**RECORD EXCERPTS**:
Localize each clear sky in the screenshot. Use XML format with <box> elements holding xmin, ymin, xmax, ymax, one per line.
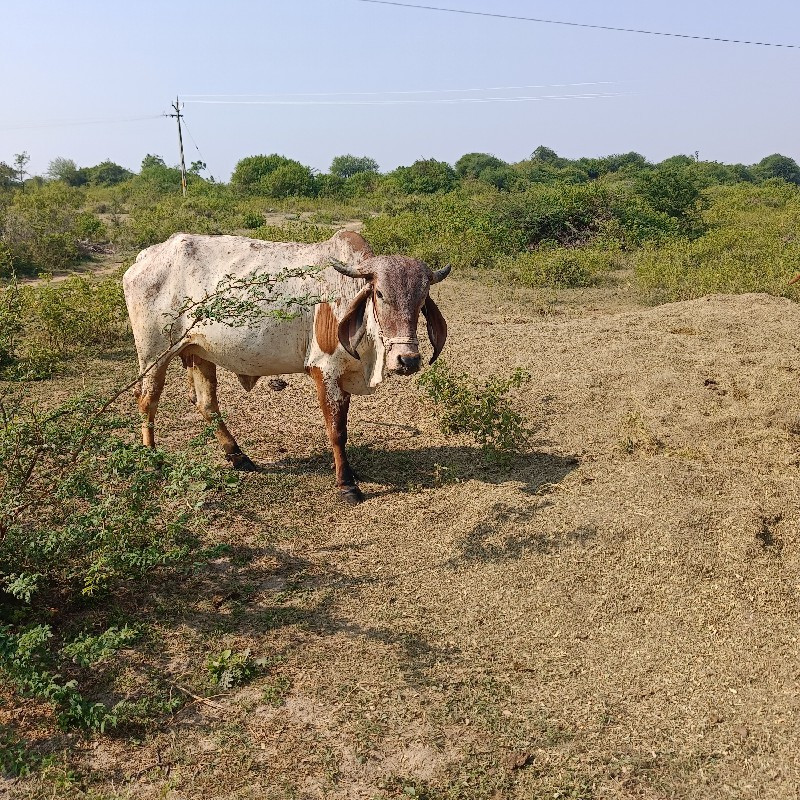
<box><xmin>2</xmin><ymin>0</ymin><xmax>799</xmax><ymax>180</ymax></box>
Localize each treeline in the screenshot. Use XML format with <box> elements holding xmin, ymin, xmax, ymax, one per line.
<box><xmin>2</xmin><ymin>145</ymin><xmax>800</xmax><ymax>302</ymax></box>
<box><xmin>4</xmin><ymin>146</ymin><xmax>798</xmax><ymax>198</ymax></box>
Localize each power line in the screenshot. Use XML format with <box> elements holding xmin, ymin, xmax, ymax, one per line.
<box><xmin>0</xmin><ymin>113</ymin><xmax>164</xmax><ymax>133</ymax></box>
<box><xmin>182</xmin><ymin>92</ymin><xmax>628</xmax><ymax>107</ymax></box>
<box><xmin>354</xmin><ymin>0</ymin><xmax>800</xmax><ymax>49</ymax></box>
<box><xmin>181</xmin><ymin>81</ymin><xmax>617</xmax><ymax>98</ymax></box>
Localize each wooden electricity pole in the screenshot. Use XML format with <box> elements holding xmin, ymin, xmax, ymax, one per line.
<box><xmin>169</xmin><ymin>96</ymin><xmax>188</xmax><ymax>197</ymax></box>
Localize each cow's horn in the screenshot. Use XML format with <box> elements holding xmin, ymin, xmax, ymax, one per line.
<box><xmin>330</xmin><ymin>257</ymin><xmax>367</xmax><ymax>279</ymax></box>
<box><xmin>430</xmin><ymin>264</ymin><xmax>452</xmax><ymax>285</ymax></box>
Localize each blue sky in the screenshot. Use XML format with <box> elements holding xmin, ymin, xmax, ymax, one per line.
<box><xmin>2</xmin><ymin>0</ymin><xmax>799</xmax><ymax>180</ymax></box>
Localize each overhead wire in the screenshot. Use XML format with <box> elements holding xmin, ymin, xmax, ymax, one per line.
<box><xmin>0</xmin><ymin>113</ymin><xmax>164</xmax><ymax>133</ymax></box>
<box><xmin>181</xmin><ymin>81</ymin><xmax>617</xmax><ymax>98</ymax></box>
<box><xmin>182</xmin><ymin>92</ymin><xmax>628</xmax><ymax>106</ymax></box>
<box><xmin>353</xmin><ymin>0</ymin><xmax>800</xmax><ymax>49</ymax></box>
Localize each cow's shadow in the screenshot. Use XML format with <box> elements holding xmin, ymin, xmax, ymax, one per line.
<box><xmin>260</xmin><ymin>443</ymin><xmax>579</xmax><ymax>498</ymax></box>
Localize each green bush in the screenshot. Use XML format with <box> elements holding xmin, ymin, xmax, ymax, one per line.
...
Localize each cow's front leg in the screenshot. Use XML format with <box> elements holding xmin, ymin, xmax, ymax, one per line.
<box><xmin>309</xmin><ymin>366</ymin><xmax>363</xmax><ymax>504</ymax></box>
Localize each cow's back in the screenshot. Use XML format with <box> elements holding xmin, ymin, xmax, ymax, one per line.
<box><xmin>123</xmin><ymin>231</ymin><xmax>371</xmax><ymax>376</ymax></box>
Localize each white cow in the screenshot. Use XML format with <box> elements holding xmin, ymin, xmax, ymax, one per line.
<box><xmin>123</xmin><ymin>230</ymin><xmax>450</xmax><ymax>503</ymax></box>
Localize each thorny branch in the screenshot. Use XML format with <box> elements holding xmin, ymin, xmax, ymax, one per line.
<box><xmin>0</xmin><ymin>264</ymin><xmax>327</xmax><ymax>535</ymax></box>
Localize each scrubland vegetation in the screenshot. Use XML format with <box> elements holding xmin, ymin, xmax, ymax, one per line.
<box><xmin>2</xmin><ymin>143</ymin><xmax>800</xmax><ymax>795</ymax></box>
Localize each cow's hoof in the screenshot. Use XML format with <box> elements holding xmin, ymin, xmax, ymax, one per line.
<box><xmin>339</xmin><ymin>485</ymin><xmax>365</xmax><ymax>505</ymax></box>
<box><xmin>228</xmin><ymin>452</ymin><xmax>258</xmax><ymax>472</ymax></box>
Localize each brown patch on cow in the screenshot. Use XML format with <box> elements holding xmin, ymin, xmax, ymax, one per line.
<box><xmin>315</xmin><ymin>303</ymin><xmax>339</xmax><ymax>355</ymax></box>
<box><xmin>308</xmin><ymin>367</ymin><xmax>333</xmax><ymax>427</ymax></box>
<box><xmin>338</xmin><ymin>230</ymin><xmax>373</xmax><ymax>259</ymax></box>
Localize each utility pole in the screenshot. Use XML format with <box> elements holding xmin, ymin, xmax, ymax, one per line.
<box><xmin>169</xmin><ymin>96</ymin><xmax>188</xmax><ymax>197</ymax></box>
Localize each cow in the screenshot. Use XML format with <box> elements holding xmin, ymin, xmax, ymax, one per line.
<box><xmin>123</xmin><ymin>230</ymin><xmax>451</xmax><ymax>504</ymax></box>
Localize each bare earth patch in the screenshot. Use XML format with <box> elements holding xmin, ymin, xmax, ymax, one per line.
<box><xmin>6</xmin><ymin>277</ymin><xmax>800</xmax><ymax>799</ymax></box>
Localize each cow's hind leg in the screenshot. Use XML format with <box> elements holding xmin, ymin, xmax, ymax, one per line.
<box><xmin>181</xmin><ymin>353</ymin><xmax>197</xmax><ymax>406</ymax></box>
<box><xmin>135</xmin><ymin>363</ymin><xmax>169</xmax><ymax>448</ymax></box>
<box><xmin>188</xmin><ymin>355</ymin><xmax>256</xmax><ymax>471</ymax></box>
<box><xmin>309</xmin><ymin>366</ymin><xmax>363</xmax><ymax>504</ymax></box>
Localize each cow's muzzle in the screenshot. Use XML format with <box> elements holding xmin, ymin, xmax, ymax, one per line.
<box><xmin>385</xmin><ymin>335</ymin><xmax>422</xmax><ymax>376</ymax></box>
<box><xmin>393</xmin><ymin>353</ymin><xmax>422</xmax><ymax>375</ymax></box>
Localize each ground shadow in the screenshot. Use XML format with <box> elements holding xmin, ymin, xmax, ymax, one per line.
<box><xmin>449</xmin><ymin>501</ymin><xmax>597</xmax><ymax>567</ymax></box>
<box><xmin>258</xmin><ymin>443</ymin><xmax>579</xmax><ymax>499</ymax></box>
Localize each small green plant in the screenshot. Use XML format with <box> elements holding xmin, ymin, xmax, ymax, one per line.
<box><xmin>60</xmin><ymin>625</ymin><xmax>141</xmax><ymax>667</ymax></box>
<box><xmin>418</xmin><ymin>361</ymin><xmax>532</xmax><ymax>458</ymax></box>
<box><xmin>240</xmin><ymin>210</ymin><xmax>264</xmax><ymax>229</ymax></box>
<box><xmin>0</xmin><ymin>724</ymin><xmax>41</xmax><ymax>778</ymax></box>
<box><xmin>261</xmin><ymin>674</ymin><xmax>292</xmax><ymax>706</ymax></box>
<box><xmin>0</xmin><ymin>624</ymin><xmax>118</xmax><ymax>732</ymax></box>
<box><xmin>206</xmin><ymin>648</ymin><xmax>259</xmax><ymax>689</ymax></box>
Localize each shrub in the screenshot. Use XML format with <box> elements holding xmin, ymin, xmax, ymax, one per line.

**TASK DESCRIPTION**:
Would you print, exactly as written, every line above from the one holding "Localize each cow's muzzle" through the one holding "Localize each shrub", with both included and no other lines?

**PROBLEM SOLUTION**:
Localize each cow's muzzle in the screenshot. Use XML format with <box> elements holding xmin, ymin, xmax, ymax, one per line.
<box><xmin>385</xmin><ymin>335</ymin><xmax>422</xmax><ymax>376</ymax></box>
<box><xmin>393</xmin><ymin>353</ymin><xmax>422</xmax><ymax>375</ymax></box>
Localize each ground shadow in the screenshot. Use XML format with <box> elements holding xmin, ymin, xmax, ymax, one per line.
<box><xmin>449</xmin><ymin>501</ymin><xmax>597</xmax><ymax>567</ymax></box>
<box><xmin>258</xmin><ymin>443</ymin><xmax>579</xmax><ymax>499</ymax></box>
Localize each small green plant in the screenshot. Use XML format with <box> elements holding xmin, ymin, xmax, ymax, one per line.
<box><xmin>60</xmin><ymin>625</ymin><xmax>141</xmax><ymax>667</ymax></box>
<box><xmin>418</xmin><ymin>361</ymin><xmax>532</xmax><ymax>458</ymax></box>
<box><xmin>240</xmin><ymin>210</ymin><xmax>264</xmax><ymax>229</ymax></box>
<box><xmin>0</xmin><ymin>724</ymin><xmax>41</xmax><ymax>778</ymax></box>
<box><xmin>261</xmin><ymin>674</ymin><xmax>292</xmax><ymax>706</ymax></box>
<box><xmin>0</xmin><ymin>624</ymin><xmax>118</xmax><ymax>732</ymax></box>
<box><xmin>206</xmin><ymin>648</ymin><xmax>259</xmax><ymax>689</ymax></box>
Localize each shrub in the screenshot. Use XML format with <box> elements holding xmin, ymin, xmax, ymax, one per line.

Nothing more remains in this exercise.